▶ Instructions for the task: Show each line of the records below that contains the string "short", reproducing every such line in full.

▶ Extracted data:
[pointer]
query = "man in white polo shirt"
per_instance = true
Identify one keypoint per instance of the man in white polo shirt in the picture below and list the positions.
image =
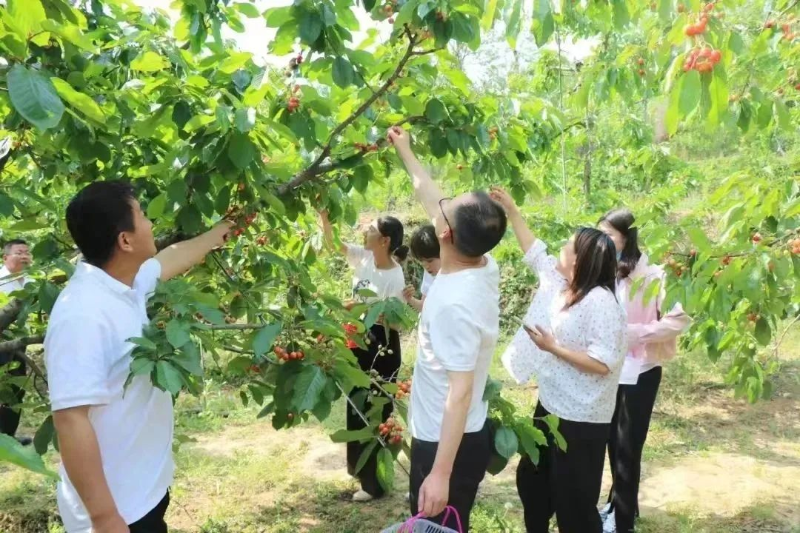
(115, 442)
(458, 330)
(16, 258)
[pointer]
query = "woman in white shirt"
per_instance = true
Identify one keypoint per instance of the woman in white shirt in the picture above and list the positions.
(652, 336)
(577, 327)
(376, 268)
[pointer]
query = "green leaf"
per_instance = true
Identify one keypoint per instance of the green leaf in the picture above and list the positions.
(435, 111)
(488, 15)
(552, 422)
(782, 112)
(78, 100)
(156, 206)
(241, 150)
(718, 92)
(11, 451)
(385, 469)
(177, 333)
(342, 72)
(245, 119)
(513, 22)
(406, 13)
(366, 453)
(310, 27)
(168, 378)
(621, 15)
(44, 436)
(48, 293)
(263, 339)
(463, 29)
(344, 435)
(763, 332)
(34, 97)
(248, 10)
(543, 23)
(308, 388)
(27, 16)
(505, 442)
(690, 90)
(141, 365)
(234, 62)
(149, 62)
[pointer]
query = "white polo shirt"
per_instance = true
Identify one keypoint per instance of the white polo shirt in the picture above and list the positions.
(88, 360)
(458, 332)
(7, 286)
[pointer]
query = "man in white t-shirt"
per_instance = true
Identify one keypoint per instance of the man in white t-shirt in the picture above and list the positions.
(16, 258)
(115, 442)
(459, 326)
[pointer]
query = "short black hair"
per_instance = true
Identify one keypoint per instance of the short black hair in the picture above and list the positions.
(97, 215)
(479, 225)
(391, 227)
(424, 243)
(13, 242)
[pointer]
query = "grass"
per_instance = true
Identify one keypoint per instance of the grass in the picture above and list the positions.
(713, 464)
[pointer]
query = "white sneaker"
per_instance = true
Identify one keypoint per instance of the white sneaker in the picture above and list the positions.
(610, 523)
(362, 496)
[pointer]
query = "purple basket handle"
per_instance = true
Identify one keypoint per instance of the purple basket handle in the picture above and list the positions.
(409, 524)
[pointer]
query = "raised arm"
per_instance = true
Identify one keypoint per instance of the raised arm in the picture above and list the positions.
(327, 232)
(425, 189)
(524, 235)
(178, 258)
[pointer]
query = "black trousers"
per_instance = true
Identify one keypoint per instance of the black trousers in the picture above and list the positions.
(9, 416)
(153, 522)
(469, 468)
(628, 434)
(377, 358)
(565, 483)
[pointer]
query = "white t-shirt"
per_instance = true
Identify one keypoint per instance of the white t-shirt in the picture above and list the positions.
(522, 358)
(386, 283)
(7, 286)
(458, 332)
(596, 325)
(88, 360)
(427, 281)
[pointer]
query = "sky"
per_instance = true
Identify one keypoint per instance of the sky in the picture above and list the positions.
(257, 36)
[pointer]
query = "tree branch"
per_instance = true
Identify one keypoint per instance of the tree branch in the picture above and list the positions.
(313, 169)
(235, 327)
(9, 313)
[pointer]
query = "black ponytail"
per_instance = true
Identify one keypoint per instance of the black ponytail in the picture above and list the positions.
(622, 220)
(393, 229)
(401, 253)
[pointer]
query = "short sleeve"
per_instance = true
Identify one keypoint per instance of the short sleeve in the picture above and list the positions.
(355, 254)
(536, 259)
(77, 366)
(396, 286)
(427, 281)
(607, 329)
(455, 338)
(147, 278)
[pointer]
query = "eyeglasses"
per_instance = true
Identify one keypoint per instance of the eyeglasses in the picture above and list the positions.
(441, 208)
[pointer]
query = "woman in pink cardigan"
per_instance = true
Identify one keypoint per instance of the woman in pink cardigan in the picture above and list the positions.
(652, 340)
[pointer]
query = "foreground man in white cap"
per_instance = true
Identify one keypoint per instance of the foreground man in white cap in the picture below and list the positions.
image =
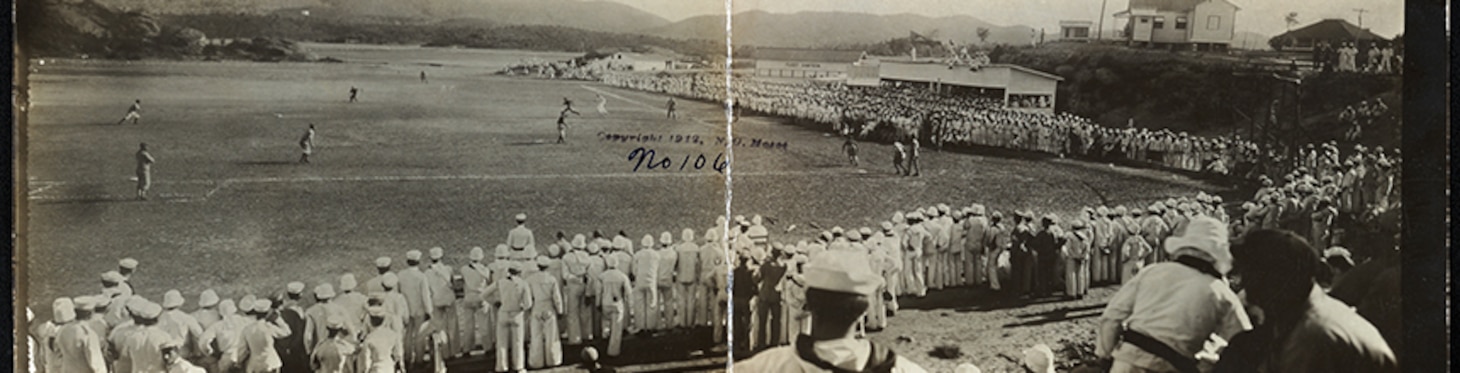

▶ The result:
query = "short black hair"
Identify one keypoint per instance of the short black hair in the picture above and list the positions.
query = "short sleeve"
Identify one keypoint per instance of the short sleeve in the picture above and list the positions.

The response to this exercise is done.